■ **TEXTE ÉTUDIÉ**:
..........

Le plaignant dénonce les
allusions à des rumeurs, le titre et le ton ironique de l’article
. Le dernier paragraphe de l’article
serait tendancieux et diffamatoire à l’égard des plaignants. L’équité aurait
commandé au journaliste d’apporter des preuves de ce qu’il écrivait au lieu de
baser principalement son article sur des rumeurs et de l’envie.
Article du 15 mai
Le 8 mai, le plaignant a parlé au
journaliste pour lui donner sa version des faits: « la hausse du prix de
l’action de WPC en février était principalement due à l’euphorie des marchés
concernant la transformation de petites compagnies juniors en compagnies
Internet, jumelée à l’augmentation du prix de l’or […] ». Afin que sa
compagnie ait des liquidités suffisantes pour éviter d’être retiré de la Bourse
de Montréal, il a demandé aux dirigeants de sa compagnie d’exercer leur option
dès que le prix de l’action serait au-dessus de 0,25 $. Ces informations sont
de nature publique et disponibles à la Commission des valeurs mobilières du
Québec. À la suite de la montée du titre de WPC, le 2 mars, M. Durocher a émis,
à la demande de la Bourse de Montréal, un communiqué où il n’est aucunement
question du projet Internet.
En regard du deuxième article, le plaignant reproche donc à
M. Girard d’avoir choisi seulement l’information favorable à sa thèse, la même
que celle de l’article précédent. Ainsi, il passait sous silence le mouvement
spéculatif de février-mars 2000 et suggérait que la hausse du prix de l’action
aurait été causée par des rumeurs, ridiculisant au passage M. Durocher qui lui
avait pourtant expliqué que depuis l’automne l’or avait connu une hausse de 60
$. Au septième paragraphe de son article, le journaliste prête également à M.

..........

■ **VOS TÂCHES**:
(a) Recopiez, s'il vous plaît, le passage du texte étudié depuis « En regard du » jusqu'à « également à M. » inclus.
(b) Répondez aux questions suivantes d'après le texte étudié, en reprenant le même repère pour chaque réponse.
(i) À quelle date le plaignant a-t-il parlé au journaliste pour lui donner sa version des faits ?
(ii) À partir de quel prix de l'action le plaignant a-t-il demandé aux dirigeants de sa compagnie d'exercer leur option ?
(iii) À la demande de qui M. Durocher a-t-il émis un communiqué le 2 mars ?

■ **ENREGISTREMENTS DE DONNÉES**:
..........

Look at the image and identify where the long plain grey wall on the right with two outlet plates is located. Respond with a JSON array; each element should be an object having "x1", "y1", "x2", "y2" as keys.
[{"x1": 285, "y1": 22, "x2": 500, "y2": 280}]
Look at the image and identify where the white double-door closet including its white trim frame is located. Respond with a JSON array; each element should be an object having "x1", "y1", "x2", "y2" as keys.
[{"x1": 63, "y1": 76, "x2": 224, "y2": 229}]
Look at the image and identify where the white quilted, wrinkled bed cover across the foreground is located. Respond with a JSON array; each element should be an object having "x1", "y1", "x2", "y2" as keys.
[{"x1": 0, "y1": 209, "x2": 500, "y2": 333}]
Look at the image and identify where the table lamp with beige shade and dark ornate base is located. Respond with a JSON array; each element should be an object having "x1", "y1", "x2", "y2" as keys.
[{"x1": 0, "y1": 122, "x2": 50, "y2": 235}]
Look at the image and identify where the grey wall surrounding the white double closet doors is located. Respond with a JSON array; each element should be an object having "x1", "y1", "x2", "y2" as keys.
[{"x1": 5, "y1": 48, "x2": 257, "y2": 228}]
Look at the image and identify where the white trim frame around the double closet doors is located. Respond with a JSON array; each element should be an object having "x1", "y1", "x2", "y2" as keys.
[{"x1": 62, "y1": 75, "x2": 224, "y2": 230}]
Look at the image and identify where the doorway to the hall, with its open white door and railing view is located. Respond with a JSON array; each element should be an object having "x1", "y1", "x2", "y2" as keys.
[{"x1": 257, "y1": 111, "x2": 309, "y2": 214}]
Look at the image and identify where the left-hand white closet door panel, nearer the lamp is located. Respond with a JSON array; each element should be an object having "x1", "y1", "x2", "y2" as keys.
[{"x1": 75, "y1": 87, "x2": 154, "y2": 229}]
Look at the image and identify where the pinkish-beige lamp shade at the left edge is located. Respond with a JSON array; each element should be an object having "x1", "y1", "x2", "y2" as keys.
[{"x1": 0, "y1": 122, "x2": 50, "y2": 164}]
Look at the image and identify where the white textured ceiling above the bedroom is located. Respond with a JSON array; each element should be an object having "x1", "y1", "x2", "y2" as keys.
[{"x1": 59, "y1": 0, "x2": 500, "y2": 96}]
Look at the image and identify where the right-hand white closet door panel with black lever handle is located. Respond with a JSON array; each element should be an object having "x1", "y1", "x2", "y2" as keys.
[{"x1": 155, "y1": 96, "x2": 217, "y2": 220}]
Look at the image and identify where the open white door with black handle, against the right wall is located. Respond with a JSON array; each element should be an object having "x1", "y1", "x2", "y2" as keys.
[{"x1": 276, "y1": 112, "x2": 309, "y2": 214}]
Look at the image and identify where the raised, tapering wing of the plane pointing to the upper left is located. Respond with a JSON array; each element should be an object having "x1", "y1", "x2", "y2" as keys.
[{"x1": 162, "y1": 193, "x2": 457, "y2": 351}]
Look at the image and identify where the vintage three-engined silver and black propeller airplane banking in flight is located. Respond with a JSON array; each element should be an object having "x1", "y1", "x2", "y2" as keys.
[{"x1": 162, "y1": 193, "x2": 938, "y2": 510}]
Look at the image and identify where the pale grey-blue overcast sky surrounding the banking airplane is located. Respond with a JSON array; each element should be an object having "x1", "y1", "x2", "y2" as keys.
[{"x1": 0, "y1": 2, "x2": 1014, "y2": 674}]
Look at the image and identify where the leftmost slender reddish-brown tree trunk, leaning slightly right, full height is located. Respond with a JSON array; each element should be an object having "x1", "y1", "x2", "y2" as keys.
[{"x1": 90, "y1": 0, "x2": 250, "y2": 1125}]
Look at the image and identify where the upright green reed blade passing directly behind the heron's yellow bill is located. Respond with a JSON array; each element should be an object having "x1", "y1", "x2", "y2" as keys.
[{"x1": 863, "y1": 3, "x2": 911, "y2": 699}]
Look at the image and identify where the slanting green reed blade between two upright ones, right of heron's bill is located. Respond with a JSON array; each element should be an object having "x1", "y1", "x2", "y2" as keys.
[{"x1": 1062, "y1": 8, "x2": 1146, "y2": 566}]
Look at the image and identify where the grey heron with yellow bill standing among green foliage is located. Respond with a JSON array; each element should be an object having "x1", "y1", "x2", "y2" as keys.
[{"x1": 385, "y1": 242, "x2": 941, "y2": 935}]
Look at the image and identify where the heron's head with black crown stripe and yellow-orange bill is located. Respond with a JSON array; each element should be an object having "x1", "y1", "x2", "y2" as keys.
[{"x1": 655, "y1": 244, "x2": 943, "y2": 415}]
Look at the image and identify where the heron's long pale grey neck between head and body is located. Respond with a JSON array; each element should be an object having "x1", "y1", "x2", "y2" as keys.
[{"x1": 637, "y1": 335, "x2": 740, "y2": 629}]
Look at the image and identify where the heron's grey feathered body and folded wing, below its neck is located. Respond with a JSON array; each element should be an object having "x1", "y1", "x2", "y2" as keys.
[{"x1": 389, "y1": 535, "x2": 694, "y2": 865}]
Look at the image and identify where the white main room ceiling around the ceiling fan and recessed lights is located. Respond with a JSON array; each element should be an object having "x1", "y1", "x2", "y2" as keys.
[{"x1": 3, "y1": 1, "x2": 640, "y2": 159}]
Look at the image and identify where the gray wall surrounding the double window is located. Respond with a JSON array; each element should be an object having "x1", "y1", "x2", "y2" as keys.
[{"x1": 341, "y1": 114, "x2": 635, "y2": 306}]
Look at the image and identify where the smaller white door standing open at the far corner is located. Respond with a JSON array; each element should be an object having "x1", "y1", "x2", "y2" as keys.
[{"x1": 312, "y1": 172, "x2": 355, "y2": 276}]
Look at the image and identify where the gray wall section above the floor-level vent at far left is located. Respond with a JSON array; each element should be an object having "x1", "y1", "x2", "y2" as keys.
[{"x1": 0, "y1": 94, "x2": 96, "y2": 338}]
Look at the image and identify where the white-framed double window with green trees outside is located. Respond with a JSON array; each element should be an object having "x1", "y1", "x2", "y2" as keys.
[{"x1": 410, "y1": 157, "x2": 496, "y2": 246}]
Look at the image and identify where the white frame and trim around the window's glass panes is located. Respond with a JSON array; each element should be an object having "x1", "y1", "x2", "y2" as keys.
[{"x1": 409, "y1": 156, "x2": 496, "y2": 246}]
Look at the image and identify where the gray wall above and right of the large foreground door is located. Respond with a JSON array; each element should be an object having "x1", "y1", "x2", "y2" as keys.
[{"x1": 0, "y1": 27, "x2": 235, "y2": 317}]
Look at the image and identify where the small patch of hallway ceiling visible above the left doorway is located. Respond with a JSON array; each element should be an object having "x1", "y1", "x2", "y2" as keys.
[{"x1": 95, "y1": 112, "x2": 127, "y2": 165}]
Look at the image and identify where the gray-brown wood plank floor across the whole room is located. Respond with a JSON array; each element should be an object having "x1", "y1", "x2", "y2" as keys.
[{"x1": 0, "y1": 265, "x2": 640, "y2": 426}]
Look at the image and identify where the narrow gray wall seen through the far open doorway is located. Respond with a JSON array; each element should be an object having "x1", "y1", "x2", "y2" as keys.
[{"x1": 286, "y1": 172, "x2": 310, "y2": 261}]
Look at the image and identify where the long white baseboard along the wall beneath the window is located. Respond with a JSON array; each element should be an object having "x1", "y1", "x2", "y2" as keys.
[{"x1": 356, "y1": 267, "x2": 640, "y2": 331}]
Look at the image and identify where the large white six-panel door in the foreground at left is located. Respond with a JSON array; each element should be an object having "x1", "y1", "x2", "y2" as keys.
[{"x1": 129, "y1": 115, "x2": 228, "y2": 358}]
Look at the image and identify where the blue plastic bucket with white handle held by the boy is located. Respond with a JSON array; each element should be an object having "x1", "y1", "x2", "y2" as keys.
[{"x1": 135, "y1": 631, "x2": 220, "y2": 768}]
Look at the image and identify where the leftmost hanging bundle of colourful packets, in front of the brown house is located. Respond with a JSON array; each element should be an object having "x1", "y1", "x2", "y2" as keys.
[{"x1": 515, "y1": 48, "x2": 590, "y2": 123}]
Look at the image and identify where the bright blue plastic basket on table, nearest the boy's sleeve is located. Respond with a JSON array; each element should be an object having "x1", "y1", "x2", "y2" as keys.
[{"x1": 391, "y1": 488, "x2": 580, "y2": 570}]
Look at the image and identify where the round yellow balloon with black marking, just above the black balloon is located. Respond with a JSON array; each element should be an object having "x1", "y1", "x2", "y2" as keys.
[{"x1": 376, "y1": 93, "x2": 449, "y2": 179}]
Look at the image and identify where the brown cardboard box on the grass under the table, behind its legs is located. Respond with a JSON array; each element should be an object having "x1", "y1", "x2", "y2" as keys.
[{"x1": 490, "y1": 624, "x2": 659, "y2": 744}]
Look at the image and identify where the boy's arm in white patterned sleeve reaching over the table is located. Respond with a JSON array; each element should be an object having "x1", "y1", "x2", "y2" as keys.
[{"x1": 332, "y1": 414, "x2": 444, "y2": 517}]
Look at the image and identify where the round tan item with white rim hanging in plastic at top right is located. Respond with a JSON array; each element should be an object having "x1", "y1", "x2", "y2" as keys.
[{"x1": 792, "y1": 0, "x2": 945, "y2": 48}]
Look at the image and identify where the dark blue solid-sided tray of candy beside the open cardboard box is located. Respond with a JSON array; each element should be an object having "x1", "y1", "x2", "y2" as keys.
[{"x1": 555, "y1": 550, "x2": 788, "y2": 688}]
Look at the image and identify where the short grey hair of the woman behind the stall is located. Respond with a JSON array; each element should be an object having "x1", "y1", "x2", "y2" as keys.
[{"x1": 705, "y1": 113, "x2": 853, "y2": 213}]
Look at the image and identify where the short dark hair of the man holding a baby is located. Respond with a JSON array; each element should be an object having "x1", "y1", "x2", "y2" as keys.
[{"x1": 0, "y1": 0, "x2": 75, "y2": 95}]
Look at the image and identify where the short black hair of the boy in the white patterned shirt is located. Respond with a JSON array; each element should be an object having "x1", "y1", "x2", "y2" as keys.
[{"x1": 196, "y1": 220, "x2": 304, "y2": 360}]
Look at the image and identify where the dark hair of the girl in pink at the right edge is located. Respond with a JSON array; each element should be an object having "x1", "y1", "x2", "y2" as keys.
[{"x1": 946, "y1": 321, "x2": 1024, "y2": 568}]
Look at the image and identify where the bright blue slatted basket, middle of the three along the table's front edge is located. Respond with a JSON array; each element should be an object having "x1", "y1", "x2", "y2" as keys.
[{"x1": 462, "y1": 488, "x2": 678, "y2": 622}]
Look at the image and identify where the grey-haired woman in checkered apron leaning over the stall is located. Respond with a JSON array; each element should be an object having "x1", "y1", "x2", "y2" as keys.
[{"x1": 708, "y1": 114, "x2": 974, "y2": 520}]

..........

■ **RÉPONSES AUX TÂCHES**:
(a)
En regard du deuxième article, le plaignant reproche donc à
M. Girard d’avoir choisi seulement l’information favorable à sa thèse, la même
que celle de l’article précédent. Ainsi, il passait sous silence le mouvement
spéculatif de février-mars 2000 et suggérait que la hausse du prix de l’action
aurait été causée par des rumeurs, ridiculisant au passage M. Durocher qui lui
avait pourtant expliqué que depuis l’automne l’or avait connu une hausse de 60
$. Au septième paragraphe de son article, le journaliste prête également à M.

(b)
(i) Le 8 mai.
(ii) Dès que le prix de l'action serait au-dessus de 0,25 $.
(iii) À la demande de la Bourse de Montréal.